WORK ITEM → In the text below on intestinal mtDNA mutations and bile acids, how does greater ASBT expression raise circulating bile acid levels?

Hypothesis

Age‑associated accumulation of heteroplasmic mitochondrial DNA (mtDNA) mutations in intestinal epithelial stem cells triggers retrograde signaling that epigenetically up‑regulates the apical sodium‑dependent bile acid transporter (ASBT; SLC10A2), thereby increasing bile acid reabsorption, elevating systemic bile acids, and contributing to age‑related cognitive decline.

Mechanistic Rationale

1. mtDNA stress → cytosolic mtDNA: Aging intestinal epithelium acquires heteroplasmic mtDNA variants that replicate advantageously in dividing cells [2]. Leakage of mtDNA into the cytosol activates the cGAS‑STING pathway, leading to type I interferon (IFN‑β) production.
2. IFN‑β → chromatin remodeling: IFN‑β signaling induces STAT1‑dependent recruitment of histone acetyltransferases (e.g., p300) to the SLC10A2 promoter, increasing H3K27ac and transcriptional activity.
3. Enhanced ASBT → bile acid flux: Greater ASBT expression boosts ileal bile acid uptake, reducing fecal loss and raising circulating bile acid pools [3]. Elevated bile acids activate hepatic FXR and intestinal TGR5, altering neuroimmune signaling that impairs hippocampal function.

INFORMATION SUPPLIED →
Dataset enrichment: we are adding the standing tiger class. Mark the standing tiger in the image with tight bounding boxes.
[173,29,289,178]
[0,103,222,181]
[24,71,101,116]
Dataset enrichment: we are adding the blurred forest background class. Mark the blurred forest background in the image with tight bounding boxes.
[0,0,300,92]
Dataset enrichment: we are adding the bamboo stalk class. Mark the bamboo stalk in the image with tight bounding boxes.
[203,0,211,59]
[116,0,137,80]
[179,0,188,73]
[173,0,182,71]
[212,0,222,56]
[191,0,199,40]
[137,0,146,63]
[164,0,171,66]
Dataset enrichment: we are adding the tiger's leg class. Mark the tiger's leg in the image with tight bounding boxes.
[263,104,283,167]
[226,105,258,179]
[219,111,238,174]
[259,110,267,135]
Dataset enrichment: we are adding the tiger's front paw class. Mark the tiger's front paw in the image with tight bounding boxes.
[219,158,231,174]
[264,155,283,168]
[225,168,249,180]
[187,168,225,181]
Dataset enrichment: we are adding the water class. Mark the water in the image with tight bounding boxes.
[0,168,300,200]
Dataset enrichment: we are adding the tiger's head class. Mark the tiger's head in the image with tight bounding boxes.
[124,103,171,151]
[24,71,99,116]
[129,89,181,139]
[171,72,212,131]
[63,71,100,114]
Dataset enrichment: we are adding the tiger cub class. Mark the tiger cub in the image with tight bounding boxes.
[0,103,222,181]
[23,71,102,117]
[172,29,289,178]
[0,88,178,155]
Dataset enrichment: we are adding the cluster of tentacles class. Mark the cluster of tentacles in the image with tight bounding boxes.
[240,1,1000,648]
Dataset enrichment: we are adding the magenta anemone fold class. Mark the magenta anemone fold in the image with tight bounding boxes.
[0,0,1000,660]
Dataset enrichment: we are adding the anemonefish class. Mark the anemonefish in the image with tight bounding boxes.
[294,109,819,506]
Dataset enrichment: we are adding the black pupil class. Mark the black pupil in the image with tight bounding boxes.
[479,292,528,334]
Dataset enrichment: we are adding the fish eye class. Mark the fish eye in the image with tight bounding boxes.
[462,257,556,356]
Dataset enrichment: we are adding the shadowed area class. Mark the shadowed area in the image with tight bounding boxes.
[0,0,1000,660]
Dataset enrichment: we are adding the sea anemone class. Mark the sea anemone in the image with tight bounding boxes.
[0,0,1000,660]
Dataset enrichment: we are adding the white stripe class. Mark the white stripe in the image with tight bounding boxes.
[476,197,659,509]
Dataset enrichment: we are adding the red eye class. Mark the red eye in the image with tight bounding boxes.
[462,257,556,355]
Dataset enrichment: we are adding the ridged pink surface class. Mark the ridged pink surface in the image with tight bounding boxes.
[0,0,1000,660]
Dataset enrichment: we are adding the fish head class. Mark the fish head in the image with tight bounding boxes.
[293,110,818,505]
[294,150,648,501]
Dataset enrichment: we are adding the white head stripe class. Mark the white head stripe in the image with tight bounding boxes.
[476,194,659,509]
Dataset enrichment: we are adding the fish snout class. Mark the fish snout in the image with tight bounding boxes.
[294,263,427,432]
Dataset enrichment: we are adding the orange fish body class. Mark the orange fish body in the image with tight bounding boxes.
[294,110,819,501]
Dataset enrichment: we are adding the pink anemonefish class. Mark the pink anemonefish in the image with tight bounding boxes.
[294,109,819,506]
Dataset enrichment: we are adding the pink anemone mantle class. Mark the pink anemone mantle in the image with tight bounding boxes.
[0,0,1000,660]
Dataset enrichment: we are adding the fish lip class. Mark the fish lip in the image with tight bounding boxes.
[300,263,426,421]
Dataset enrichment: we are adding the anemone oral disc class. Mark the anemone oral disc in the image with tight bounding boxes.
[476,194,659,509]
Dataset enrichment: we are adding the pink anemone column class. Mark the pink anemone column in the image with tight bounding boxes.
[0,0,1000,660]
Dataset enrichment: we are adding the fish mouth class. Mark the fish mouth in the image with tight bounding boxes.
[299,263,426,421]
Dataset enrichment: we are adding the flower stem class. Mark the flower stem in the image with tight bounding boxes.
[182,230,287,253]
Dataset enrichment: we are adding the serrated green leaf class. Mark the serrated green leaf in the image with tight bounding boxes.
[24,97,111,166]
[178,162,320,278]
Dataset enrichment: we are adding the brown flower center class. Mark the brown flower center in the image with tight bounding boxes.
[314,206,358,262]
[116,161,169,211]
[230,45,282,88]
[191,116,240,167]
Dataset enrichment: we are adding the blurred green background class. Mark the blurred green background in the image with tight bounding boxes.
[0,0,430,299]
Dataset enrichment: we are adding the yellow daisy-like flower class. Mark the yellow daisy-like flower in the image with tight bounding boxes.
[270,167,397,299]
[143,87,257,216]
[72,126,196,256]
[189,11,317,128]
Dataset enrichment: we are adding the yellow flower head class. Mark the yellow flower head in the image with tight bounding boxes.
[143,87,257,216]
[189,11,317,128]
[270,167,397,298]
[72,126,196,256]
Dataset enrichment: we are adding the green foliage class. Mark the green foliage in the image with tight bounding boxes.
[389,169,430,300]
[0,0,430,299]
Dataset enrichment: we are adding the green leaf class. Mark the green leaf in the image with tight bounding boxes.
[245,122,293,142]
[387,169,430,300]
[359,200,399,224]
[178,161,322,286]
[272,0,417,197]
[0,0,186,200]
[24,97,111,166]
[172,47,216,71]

RESULT OF THIS EXERCISE → Greater ASBT expression increases bile acid uptake in the ileum, which reduces the amount lost in feces. This raises the circulating bile acid pools.